**Data for this exercise:**
=== Section Start ===

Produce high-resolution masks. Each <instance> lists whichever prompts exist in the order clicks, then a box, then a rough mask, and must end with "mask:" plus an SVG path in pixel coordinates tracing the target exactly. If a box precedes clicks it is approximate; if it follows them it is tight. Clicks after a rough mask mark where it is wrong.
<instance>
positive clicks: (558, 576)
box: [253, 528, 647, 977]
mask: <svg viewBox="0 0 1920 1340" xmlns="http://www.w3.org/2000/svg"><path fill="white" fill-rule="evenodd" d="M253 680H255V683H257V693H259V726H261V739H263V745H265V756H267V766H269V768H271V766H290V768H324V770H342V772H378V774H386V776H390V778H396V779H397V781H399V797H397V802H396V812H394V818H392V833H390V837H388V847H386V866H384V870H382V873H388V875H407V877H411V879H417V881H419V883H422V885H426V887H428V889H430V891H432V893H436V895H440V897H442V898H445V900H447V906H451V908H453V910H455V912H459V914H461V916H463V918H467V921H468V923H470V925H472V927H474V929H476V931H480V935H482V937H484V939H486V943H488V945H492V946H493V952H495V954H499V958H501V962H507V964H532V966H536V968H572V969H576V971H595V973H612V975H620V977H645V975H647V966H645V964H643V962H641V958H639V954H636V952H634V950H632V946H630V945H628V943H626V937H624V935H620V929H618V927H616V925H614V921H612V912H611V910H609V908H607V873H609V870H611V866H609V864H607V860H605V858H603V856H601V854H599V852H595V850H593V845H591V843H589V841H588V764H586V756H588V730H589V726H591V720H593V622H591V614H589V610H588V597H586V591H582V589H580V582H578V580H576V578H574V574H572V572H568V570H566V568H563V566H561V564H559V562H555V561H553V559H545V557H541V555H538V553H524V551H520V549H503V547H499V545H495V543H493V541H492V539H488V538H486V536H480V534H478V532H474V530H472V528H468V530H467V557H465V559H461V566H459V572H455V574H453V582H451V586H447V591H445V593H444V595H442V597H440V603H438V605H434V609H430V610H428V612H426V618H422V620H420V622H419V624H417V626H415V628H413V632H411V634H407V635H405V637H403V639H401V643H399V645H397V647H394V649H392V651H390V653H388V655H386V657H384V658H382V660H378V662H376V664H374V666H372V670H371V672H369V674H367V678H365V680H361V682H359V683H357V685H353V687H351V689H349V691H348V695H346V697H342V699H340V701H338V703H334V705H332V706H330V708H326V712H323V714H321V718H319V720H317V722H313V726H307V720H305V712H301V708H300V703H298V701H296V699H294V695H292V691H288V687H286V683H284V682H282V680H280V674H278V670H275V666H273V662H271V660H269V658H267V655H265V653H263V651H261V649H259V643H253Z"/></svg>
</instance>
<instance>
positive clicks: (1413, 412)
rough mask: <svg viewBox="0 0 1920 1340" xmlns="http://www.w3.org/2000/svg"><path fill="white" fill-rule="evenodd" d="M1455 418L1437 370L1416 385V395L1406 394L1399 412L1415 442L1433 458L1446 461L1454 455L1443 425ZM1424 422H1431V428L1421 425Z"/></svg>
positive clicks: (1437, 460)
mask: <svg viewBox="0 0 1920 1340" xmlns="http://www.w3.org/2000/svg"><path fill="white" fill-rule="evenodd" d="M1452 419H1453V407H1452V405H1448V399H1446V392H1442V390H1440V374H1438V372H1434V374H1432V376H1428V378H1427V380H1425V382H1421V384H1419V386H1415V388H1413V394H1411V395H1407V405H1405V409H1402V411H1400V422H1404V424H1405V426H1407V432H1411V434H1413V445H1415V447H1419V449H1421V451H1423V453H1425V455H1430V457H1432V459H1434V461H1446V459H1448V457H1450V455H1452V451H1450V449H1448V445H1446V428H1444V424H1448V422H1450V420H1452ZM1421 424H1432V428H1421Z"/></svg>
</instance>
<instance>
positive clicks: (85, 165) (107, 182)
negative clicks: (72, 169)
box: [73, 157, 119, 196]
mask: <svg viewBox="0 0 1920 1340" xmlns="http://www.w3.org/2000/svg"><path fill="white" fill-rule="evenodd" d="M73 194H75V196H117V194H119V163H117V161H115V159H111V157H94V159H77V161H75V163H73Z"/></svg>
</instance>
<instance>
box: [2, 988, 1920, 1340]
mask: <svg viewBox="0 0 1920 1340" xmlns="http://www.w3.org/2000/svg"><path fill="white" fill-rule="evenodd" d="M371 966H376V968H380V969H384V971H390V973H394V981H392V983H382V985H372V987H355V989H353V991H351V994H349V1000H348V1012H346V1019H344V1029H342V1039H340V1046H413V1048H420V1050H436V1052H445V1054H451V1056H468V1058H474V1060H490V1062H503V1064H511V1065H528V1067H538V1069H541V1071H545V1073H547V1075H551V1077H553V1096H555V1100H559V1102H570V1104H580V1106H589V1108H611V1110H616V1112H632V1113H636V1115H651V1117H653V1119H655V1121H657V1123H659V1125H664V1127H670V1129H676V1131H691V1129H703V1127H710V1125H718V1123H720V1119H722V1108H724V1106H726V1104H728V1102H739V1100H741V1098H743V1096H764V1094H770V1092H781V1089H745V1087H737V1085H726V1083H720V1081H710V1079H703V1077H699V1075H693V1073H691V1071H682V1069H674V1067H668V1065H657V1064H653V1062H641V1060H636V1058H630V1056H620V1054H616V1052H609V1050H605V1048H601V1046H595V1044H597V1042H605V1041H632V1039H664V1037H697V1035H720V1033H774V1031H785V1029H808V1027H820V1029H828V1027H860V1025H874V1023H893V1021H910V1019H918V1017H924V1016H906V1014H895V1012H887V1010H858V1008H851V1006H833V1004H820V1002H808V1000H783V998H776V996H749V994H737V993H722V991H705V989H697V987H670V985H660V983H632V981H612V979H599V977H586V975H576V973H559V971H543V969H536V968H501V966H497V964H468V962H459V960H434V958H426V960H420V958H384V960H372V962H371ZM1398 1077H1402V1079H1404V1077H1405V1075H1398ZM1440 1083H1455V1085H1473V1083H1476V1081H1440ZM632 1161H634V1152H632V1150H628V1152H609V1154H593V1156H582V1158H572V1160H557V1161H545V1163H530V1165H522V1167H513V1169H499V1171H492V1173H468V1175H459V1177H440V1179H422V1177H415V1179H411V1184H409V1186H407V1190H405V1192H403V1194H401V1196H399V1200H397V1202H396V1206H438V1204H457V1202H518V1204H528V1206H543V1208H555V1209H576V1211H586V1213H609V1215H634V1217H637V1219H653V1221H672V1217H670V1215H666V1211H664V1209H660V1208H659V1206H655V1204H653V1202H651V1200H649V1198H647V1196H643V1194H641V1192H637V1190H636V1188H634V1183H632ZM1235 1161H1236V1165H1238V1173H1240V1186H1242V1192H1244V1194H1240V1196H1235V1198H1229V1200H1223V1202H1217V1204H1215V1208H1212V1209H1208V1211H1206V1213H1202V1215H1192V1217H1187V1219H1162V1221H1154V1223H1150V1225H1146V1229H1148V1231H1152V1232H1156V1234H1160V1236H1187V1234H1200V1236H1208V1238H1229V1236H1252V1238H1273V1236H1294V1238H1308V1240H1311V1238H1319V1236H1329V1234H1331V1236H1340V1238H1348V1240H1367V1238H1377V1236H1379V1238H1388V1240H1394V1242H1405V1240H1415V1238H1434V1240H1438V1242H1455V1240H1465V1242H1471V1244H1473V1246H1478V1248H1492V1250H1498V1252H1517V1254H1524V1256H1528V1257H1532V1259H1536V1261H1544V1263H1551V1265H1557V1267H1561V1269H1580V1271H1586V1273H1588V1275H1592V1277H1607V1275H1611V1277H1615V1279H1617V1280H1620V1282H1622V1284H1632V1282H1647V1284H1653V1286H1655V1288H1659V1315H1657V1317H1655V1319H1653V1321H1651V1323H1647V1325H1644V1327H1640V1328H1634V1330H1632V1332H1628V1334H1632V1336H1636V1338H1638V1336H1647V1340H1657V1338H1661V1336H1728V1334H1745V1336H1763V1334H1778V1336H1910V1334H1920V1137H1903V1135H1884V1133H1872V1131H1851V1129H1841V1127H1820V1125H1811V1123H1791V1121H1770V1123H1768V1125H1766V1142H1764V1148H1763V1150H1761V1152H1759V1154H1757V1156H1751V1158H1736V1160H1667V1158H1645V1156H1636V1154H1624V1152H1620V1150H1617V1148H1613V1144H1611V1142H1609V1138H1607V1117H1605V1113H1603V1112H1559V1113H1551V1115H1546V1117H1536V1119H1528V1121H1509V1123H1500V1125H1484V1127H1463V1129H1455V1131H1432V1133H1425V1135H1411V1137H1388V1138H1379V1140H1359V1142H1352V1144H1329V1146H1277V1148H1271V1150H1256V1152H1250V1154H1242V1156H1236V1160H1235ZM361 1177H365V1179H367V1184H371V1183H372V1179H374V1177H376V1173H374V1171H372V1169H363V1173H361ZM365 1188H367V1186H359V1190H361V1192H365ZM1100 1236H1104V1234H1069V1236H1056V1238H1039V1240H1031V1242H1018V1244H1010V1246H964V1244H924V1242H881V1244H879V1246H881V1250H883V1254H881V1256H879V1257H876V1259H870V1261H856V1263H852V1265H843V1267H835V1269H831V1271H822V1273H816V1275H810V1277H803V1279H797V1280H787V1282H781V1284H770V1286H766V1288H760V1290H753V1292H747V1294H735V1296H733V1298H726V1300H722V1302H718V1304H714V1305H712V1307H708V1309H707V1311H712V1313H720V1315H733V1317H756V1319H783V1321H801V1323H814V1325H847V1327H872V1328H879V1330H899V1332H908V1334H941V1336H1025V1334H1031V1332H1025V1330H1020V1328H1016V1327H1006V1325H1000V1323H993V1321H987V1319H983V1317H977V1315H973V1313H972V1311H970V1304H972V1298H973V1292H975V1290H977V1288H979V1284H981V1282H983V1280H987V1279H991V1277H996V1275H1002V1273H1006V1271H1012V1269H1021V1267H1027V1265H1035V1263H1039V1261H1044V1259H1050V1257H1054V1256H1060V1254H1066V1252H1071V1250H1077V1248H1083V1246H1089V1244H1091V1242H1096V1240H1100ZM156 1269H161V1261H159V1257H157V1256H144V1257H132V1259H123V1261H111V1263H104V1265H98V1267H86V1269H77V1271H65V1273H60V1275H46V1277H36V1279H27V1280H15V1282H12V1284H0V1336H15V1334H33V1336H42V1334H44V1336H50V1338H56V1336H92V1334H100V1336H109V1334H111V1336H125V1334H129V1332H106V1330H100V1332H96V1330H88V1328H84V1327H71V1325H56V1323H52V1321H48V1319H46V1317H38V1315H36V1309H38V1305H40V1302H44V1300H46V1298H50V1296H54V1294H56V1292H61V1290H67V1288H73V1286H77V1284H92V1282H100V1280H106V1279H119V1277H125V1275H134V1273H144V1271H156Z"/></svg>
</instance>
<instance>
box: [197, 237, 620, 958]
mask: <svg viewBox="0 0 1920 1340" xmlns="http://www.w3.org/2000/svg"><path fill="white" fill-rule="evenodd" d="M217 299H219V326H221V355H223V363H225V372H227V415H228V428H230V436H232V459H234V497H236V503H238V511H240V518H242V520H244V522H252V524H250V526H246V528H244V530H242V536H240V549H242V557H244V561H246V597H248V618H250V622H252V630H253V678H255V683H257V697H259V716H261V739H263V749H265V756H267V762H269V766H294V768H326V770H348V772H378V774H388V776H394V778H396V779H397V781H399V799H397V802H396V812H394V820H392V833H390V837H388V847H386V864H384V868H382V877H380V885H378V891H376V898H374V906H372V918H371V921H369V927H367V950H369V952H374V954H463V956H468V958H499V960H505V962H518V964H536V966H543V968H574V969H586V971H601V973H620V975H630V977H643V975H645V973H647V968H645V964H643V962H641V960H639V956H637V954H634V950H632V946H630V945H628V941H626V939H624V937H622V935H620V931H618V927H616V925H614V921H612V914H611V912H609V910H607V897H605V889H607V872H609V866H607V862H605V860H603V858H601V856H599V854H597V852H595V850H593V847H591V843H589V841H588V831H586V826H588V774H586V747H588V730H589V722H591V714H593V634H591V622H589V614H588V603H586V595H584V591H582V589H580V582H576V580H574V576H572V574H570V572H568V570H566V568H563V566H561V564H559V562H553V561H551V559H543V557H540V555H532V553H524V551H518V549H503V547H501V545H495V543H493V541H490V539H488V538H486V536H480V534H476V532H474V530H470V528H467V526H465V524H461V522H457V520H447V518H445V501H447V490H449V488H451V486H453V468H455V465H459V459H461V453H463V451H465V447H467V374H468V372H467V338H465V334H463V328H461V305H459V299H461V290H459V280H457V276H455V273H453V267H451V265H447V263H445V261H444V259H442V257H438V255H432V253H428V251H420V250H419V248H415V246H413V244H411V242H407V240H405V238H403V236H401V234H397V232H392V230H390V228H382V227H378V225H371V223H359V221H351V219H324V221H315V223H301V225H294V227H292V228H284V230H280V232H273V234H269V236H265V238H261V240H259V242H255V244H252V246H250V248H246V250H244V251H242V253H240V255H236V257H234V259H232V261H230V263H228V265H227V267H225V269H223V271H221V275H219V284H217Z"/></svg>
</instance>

=== Section End ===

Gather all lines with the string "rough" from the data.

**Output for this exercise:**
Produce high-resolution masks. Each <instance> lists whichever prompts exist in the order clicks, then a box, then a rough mask, and must end with "mask:" plus an SVG path in pixel coordinates tracing the target exactly. If a box precedes clicks it is approximate; if it follows them it is tight. Clicks after a rough mask mark where it is wrong.
rough mask: <svg viewBox="0 0 1920 1340" xmlns="http://www.w3.org/2000/svg"><path fill="white" fill-rule="evenodd" d="M1455 418L1437 370L1416 385V395L1406 394L1399 412L1415 442L1433 458L1446 461L1454 455L1443 425ZM1424 422H1431V428L1421 425Z"/></svg>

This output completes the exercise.